**Text excerpt:**
--- Begin ---

# The Rare Spotted Australian Composer (S. australianus composerum)



## ComposerOfAvantGarde (Dec 2, 2011)

Greetings fellow TCers! :tiphat:

I was having a conversation with this guy I know in the US about Carl Vine's piano sonatas one day. He was telling me that he loves the first sonata, but Carl Vine is an esoteric name in the US. I had been wondering after that conversation how many people outside Australia know any of our professional composers at all, so I decided to make this thread to see how many of you are familiar with these people and their music. These are probably the top six most famous composers in Australia I can think of.

No. 1: Ross Edwards.
Edwards is famous for his "maninya" style of dance-like music. He is well known in Australia particularly for his Marimba Dances, Dawn Mantras, and his violin concerto subtitled "Maninyas." This is the third movement of that concerto: 




No. 2: Peter Sculthorpe.
Born in 1929 Launceston, Tasmania, he is the second oldest of the six. His music is heavily influenced on Indonesian Gamelan music. He is primarily known for his orchestral pieces "Sun Music" (there are several of those), "Kakadu," and "Earth Cry." He is also known for his 18 or so string quartets. This is "Earth Cry:" 




No. 3: Nigel Westlake.

--- End ---

**Supplied records:**

--- Begin ---

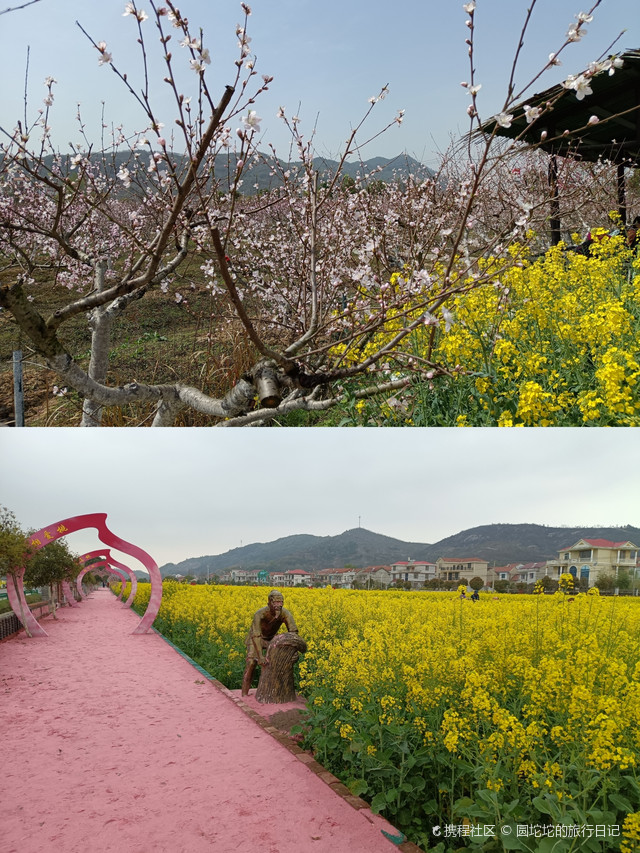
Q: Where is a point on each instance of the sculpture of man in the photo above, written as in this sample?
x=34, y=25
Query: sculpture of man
x=266, y=624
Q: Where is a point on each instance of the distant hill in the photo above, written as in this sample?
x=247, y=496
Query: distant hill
x=497, y=543
x=263, y=174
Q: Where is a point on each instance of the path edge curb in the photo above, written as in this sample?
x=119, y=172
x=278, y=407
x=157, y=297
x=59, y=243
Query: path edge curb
x=289, y=744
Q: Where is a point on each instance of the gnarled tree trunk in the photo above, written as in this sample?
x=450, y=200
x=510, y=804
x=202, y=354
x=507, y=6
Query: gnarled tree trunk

--- End ---

**Instruction:** Continue the forum post about lesser-known Australian composers, picking up after its final line.

**The response:**
I am assuming he is the among the best known out of the composers here. He has written several guitar works that I know and is also known for his film soundtracks. He is most famous here for his "Antarctica Suite" for guitar and orchestra (taken from his soundtrack to a documentary about Antarctica) and his soundtrack to the movie "Babe." This is the best known movement of the "Antarctica Suite": 




No. 4: Carl Vine.
This composer is primarily known for his piano sonatas and seven symphonies (but he might write more, you never know). His music can be somewhat more aggressive and dissonant than the three above, but his music is quite popular here. This is the first movement of his first piano sonata: 




No. 5: Percy Graniger.
The oldest (and probably most eccentric) of the six, born in Melbourne (the city in which I am currently residing). He has collected and arranged many English and Irish folk songs as well as composing some highly original compositions such as his ballet score "The Warriors." This is a recording of him in 1908 playing his piece "Sheperd's Hey." 




No. 6: Brett Dean.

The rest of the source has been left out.